#### [REQUIREMENT]
Keeping every word intact, reproduce all of the records.

#### [INPUT DATA]
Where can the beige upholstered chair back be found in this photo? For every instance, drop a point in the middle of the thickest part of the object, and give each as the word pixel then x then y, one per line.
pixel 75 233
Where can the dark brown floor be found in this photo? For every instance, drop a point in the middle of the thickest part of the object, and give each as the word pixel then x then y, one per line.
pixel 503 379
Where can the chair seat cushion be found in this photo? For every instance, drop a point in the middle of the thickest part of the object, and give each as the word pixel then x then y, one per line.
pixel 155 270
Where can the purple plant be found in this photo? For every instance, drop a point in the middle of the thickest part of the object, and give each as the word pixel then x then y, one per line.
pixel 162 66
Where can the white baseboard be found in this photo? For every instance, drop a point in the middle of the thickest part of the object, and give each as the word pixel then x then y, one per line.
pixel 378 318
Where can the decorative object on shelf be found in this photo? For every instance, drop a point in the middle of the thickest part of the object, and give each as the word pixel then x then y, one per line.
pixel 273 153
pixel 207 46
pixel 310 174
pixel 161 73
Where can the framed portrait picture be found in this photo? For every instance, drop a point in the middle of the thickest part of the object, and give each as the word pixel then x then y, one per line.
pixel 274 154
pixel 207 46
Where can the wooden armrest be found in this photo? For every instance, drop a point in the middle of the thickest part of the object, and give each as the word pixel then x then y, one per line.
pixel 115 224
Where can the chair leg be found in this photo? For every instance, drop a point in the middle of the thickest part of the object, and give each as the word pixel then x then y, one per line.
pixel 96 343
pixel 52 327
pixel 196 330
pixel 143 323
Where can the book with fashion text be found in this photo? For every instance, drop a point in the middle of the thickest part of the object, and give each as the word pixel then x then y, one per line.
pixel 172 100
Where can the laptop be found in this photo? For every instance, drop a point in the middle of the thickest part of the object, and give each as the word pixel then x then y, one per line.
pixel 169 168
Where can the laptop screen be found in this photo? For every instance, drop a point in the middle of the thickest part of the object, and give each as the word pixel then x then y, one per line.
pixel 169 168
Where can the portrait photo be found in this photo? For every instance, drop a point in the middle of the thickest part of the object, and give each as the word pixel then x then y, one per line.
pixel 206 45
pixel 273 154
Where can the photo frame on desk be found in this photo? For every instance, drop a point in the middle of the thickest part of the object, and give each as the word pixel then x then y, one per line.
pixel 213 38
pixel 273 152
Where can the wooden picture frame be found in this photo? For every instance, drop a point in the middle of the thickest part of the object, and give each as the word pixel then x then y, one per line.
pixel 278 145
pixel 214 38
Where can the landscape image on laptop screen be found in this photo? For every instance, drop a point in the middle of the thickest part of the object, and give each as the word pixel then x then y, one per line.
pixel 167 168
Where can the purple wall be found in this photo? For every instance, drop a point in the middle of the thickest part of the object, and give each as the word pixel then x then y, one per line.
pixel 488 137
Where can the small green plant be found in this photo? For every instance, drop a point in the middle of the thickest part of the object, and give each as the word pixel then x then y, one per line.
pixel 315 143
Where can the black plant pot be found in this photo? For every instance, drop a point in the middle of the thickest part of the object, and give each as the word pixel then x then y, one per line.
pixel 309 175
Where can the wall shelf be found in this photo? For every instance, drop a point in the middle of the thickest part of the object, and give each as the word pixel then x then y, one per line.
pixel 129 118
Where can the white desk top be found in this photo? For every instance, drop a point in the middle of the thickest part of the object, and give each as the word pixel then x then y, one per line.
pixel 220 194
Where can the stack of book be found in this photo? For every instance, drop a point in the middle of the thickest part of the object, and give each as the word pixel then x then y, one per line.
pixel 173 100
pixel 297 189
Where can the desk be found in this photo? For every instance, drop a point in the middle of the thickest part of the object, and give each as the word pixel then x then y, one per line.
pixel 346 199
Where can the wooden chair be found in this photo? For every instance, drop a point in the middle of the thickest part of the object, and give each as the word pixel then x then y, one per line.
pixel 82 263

#### [SOLUTION TO THIS EXERCISE]
Where can the beige upholstered chair back be found in this photo? For every instance, drop a point in the middle of the thickest part of the object, and give each as the word pixel then x then y, one per line.
pixel 75 233
Where can the dark brown floor be found in this photo? For every instance, drop a point in the middle of the thickest part of the object, and give each as the word pixel then x then y, one per line.
pixel 503 379
Where can the chair seat cushion be found in this photo? For every instance, drop a point in the middle of the thickest part of the object, and give each as the word pixel then x then y, one per line.
pixel 155 270
Where can the purple plant be found in this photo? For every instance, drop a point in the middle of the thickest part of the object, and give each as the word pixel then x then y, one per line.
pixel 162 66
Where can the white baseboard be found in this photo? For every instance, drop a point in the middle of the thickest part of the object, and give each as the word pixel then x then y, one per line.
pixel 378 318
Where can the decorative object on shelf be found in this photo? For every instance, drop a point in the middle of the thickest part of the object, and give each as the word pixel then x then y, one per line.
pixel 273 153
pixel 207 46
pixel 310 174
pixel 161 73
Where can the framed portrait picture be found in this photo? For every instance, drop a point in the middle of the thickest part of the object, and give each as the word pixel then x then y, one per line.
pixel 274 154
pixel 207 46
Where can the wooden armrest be found in this photo? For every instance, drop a point in the middle of the thickest part of the object, and give each as the word pixel then x then y, one per line.
pixel 115 224
Where can the chair leg be found in this photo? For every instance, drop a point in the middle of the thickest part of the object, and give each as the word pixel then x then y, one per line.
pixel 96 343
pixel 52 327
pixel 196 330
pixel 143 323
Where can the book with fashion text be found in this photo? For every instance, drop a point in the middle of the thickest part of the object, and give each as the word pixel then x then y, one per line.
pixel 172 100
Where can the laptop be found in this photo? For every instance, drop a point in the middle of the thickest part of the object, and give each as the word pixel then x then y, one per line.
pixel 169 168
Where can the laptop screen be found in this photo? For every instance, drop a point in the middle of the thickest part of the object, and give each as the word pixel then x then y, one per line.
pixel 169 168
Where can the portrait photo be found in this photo? For every instance, drop a point in the middle of the thickest part of the object, and give each as the word pixel then x then y, one per line.
pixel 206 45
pixel 273 154
Where can the photo frame on desk be found in this photo? For every instance, drop a point in the middle of the thickest part of the object, and give each as the word pixel then x then y, one per line.
pixel 213 38
pixel 273 152
Where can the wooden picture frame be found in this photo? For every instance, drop a point in the middle of the thickest part of the object, and give each as the word pixel then x then y, one per line.
pixel 278 145
pixel 214 38
Where can the landscape image on laptop screen be found in this photo? For every instance, drop a point in the middle of the thickest part of the object, and give each as the word pixel then x then y, one per line.
pixel 167 168
Where can the purple wall be found in this photo? For every instance, drop a point in the middle of the thickest part of the object, and give each as the word pixel then x then y, one per line.
pixel 488 137
Where can the small green plant be found in this photo? For every instance, drop a point in the middle of the thickest part of the object, and give each as the word pixel then x then y, one per line.
pixel 315 143
Where can the black plant pot be found in this photo? For every instance, drop a point in the middle of the thickest part of the object, and give each as the word pixel then x then y, one per line.
pixel 309 175
Where can the wall shelf be found in this photo? For every instance, drop a point in the middle of the thickest part of the object, and give each as the word pixel then x then y, one per line.
pixel 129 118
Where can the white desk top be found in this photo? For every instance, drop a point in the middle of the thickest part of the object, and give each as the word pixel then x then y, one per line.
pixel 220 194
Where can the stack of book be found in this photo? For every instance, drop a point in the middle of the thickest part of the object, and give each as the word pixel then x then y, one per line.
pixel 173 100
pixel 297 189
Where can the desk be found in this photo? For every instance, drop a point in the middle of the thickest part of the object, and give each as the word pixel then x then y, one per line.
pixel 346 199
Where can the wooden chair be found in this photo? For every instance, drop a point in the middle of the thickest part of the object, and give each as the word pixel then x then y, one per line.
pixel 82 263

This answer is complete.